[Texto dado]
##########

Salgo corriendo y, al poco, llega el furgo-bus y me recoge. Nos llevan al comienzo del sendero, en Gordon River.

Gordon River son unas pocas casas junto a la playa en la desembocadura del río Gordon, una playa de arena fina donde, en lugar de palmeras, hay abetos que, eso sí, llegan casi a la orilla. Por lo demás, y con el sol y el calor, el ambiente es casi caribeño. Esta zona (toda esta costa) es algo así como un santuario hippie, un sitio tranquilo y aislado donde poca gente se anima a vivir y bastantes hippies se han venido para aquí, auténticos calcos del look californiano de los 60. Han montado un puesto de comida, muy a propósito y enfocado a los que se van a pasar unos días sin acceso a nada parecido.

Para comenzar el sendero hay que cruzar el río y para eso hay una barca que, prácticamente, sólo sirve para eso. El señor que la regenta hace 3 ó 4 viajes al día pero no hay que preocuparse por la hora, nos esperará; somos sus únicos clientes. A los que vienen del otro lado (terminando el sendero), no les queda más remedio que esperar o, como mucho, gesticular y vocear (de buen rollo), a ver si le sacan un viaje extra.

##########

[Tareas requeridas]
[1] ¿Concuerdan con el relato sobre Gordon River las afirmaciones siguientes? Contesta sí o no a cada una y cita las palabras del relato que lo deciden.
(a) En la playa de Gordon River hay palmeras.
(b) El barquero hace tres o cuatro viajes al día.
(c) Los hippies de la zona han montado un puesto de comida.
[2] Responde a estas preguntas según el relato sobre Gordon River:
(a) ¿Qué vehículo recoge al narrador?
(b) ¿Dónde están las casas de Gordon River?
(c) ¿Cómo se cruza el río para comenzar el sendero?
[3] Prosigue el relato sobre Gordon River a partir de su última frase.

(Una serie de filas)

##########

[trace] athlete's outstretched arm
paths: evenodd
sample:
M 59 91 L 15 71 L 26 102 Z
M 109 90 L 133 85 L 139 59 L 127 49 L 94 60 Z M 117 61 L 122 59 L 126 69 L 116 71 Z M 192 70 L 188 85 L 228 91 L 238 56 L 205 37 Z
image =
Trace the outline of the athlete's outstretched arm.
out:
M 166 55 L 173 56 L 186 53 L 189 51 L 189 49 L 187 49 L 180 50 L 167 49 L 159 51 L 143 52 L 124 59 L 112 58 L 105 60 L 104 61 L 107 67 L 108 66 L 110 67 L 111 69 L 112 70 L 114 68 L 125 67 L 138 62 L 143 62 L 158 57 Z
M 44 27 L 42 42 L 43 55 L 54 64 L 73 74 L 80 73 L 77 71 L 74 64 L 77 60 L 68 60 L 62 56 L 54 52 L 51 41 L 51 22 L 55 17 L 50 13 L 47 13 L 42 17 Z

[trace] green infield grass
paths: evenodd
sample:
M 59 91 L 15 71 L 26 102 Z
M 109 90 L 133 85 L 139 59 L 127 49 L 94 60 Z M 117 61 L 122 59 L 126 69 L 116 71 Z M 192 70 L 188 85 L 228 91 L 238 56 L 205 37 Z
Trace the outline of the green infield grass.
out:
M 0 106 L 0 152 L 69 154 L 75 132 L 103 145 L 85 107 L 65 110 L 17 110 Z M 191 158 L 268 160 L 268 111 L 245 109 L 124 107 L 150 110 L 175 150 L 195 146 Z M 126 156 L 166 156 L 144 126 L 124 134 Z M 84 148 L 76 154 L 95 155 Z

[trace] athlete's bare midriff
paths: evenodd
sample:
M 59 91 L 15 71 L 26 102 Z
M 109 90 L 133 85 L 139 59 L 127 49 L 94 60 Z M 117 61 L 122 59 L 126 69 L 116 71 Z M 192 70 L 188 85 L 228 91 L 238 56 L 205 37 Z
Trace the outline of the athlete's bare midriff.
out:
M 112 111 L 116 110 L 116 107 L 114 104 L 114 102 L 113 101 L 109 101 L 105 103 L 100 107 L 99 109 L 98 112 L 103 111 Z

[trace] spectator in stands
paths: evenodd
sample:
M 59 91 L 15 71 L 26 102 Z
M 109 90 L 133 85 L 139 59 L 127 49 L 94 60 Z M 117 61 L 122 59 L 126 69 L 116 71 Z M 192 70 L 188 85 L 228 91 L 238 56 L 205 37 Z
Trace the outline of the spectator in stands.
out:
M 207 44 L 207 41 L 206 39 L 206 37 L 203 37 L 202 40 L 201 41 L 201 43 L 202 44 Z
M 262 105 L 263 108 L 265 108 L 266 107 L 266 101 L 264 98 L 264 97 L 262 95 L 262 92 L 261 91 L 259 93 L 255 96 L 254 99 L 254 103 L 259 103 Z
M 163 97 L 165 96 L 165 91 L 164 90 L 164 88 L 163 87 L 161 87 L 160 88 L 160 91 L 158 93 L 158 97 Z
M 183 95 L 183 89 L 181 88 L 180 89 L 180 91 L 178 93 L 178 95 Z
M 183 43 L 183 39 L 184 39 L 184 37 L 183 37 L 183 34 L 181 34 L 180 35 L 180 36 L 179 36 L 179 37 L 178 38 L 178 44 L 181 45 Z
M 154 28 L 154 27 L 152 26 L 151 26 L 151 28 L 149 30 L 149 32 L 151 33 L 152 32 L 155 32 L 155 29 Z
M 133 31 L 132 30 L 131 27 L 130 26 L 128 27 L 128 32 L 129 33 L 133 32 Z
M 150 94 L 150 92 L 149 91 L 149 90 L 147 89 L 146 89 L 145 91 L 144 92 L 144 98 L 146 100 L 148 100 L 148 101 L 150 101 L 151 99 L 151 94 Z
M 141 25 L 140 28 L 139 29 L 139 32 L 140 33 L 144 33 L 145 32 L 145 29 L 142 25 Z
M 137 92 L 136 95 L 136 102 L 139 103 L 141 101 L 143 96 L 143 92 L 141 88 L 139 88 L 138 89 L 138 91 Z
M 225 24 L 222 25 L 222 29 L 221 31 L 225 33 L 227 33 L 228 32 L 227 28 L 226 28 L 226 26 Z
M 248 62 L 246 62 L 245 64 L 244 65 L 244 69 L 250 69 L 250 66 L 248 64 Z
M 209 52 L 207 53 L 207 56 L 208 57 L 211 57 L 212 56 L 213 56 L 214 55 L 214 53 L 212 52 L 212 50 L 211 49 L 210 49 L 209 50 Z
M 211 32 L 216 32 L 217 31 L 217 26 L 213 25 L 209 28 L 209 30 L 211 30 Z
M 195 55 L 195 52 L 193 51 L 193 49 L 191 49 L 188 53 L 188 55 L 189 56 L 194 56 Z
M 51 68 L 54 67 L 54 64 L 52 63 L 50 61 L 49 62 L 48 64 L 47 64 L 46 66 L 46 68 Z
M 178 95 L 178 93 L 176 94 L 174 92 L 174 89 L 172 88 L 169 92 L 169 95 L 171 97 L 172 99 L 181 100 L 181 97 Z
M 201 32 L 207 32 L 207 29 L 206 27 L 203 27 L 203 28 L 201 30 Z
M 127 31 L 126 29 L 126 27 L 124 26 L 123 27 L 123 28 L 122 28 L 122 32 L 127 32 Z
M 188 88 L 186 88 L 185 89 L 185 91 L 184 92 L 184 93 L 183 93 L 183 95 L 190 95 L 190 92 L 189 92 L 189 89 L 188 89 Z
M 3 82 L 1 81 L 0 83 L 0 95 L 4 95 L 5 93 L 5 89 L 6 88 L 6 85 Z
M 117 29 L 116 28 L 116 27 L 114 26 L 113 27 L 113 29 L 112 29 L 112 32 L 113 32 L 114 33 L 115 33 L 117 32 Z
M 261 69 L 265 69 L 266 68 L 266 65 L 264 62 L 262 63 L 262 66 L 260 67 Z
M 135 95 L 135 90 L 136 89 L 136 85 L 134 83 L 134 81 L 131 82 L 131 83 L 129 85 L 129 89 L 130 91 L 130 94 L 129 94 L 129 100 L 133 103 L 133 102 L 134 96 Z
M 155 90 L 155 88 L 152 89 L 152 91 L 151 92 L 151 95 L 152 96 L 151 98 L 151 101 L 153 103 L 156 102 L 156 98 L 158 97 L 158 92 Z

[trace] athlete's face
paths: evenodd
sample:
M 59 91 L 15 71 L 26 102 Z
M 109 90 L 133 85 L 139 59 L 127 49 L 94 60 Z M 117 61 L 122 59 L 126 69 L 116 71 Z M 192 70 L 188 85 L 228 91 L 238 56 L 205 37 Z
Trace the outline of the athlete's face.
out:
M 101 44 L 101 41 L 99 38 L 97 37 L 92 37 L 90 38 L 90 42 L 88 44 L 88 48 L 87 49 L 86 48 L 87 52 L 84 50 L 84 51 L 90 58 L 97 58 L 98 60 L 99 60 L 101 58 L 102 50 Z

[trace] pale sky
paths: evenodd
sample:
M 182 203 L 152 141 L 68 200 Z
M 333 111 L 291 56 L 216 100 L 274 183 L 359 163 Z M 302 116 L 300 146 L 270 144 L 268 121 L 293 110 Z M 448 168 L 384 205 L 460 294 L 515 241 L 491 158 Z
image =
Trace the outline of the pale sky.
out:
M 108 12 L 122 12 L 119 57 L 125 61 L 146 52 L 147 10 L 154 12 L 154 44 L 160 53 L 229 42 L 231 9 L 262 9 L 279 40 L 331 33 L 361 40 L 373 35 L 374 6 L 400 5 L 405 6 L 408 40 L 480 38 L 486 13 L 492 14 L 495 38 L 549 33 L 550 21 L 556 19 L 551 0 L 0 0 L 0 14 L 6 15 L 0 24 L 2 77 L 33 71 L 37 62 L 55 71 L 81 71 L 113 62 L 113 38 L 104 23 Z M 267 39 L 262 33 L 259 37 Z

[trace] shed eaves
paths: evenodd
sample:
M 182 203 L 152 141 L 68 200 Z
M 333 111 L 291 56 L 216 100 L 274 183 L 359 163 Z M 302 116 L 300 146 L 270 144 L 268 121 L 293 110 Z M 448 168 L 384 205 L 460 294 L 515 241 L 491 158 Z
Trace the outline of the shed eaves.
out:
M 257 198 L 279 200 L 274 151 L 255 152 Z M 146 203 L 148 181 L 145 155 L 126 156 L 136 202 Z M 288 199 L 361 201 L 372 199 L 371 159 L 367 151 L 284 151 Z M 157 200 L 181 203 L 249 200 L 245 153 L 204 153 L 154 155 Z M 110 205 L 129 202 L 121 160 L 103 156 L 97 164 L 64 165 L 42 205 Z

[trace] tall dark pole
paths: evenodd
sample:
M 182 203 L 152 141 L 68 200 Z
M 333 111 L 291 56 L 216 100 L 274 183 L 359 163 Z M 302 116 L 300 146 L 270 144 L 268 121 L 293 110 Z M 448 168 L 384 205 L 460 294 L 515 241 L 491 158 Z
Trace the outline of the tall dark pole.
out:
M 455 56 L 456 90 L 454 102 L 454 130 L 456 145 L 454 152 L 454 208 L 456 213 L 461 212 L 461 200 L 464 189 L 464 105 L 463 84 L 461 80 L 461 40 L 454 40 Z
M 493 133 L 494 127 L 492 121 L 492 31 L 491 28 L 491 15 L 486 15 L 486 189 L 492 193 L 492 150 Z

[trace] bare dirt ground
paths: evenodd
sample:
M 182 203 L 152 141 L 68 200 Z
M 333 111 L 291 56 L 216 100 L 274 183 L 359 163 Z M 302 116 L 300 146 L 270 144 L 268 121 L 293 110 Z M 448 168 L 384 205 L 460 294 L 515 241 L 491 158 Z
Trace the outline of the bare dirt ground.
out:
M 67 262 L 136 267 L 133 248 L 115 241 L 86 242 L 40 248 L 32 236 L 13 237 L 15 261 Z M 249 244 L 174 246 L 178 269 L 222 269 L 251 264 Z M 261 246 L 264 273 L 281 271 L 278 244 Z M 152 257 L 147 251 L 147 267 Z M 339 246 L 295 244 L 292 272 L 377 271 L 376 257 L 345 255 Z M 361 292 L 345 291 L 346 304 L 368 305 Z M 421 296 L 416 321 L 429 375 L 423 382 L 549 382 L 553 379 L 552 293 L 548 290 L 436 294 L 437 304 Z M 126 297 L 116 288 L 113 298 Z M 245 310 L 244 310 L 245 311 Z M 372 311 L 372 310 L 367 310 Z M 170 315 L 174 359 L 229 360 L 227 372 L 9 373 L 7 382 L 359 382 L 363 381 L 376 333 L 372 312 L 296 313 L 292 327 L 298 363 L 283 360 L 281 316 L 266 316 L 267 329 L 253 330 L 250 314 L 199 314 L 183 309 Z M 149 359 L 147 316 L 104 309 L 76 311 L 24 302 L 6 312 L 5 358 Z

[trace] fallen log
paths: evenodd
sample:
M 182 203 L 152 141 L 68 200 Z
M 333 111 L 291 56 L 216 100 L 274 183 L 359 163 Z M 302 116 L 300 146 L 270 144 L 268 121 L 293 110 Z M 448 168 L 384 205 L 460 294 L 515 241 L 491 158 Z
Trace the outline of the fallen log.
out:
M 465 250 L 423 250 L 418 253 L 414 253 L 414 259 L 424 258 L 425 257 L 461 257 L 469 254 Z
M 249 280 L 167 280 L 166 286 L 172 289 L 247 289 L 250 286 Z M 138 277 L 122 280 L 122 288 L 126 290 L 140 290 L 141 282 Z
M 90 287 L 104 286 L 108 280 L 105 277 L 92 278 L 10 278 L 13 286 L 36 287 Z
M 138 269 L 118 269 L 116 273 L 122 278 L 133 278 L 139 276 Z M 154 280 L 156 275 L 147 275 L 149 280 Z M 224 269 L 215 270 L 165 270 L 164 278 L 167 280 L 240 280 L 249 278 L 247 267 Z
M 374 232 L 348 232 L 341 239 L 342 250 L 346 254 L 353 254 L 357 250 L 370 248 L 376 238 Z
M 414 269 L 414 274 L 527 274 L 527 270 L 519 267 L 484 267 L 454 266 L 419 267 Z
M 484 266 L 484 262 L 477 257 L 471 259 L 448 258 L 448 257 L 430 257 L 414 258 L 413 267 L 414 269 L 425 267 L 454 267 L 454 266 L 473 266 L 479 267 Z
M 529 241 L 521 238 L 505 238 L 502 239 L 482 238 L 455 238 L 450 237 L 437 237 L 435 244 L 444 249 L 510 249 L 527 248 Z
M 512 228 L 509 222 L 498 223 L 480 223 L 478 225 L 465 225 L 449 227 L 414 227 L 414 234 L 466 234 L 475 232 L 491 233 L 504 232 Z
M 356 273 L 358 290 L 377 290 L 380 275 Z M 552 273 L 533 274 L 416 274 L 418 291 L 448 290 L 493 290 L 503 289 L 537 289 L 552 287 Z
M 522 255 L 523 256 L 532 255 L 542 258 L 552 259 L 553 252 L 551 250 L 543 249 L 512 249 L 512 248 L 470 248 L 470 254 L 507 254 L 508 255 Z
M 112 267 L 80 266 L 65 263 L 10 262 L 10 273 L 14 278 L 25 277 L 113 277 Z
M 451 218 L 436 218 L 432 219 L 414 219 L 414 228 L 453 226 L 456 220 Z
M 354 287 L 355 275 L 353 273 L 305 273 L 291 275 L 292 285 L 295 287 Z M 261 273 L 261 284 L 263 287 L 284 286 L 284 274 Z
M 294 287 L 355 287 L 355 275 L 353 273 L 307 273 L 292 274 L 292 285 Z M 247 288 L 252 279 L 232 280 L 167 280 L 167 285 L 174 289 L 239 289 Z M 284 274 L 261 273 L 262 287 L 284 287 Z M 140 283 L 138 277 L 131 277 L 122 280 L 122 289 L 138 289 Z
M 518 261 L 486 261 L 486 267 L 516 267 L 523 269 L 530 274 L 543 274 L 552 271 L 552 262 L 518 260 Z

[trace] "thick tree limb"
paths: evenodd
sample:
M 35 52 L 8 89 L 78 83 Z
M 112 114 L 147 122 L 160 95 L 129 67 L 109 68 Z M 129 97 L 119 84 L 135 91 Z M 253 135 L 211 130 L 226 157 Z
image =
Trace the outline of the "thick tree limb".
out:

##########

[Resultados]
[1]
(a) No: "en lugar de palmeras, hay abetos que, eso sí, llegan casi a la orilla".
(b) Sí: "El señor que la regenta hace 3 ó 4 viajes al día".
(c) Sí: "Han montado un puesto de comida".

[2]
(a) El furgo-bus.
(b) Junto a la playa, en la desembocadura del río Gordon.
(c) En una barca.

[3]
Antes de nada, tenemos que visitar la oficina de los rangers, donde nos dan una charla más instructiva y menos de trámite de lo habitual, ya que el WCT es un sendero muy especial donde hay ciertas cosas que necesitamos saber: nos dan una tabla de mareas y un mapa esquemático con indicaciones de los puntos más problemáticos, donde señala la altura máxima del agua con la que es posible pasar. También nos informan de la prohibición temporal de acampar en una de las zonas típicas a causa de la actividad faunística: parece que hay algún oso inquieto por la zona y prefieren dejarle en paz. Finalmente, las buenas noticias: pronóstico inusualmente bueno, buen tiempo a 5 días vista. Aunque sabemos de la variabilidad del tiempo y de lo incierto de los pronósticos, es bueno empezar con buenas perspectivas.

Por fin, nos sueltan y nos vamos todos hacia el pequeño embarcadero. Allí nos espera la también pequeña barca. Somos unos 10 ó 12. Cruzamos el río y nos dejan al otro lado. Ahora, nos quedan 7 días de camino para volver a civilización.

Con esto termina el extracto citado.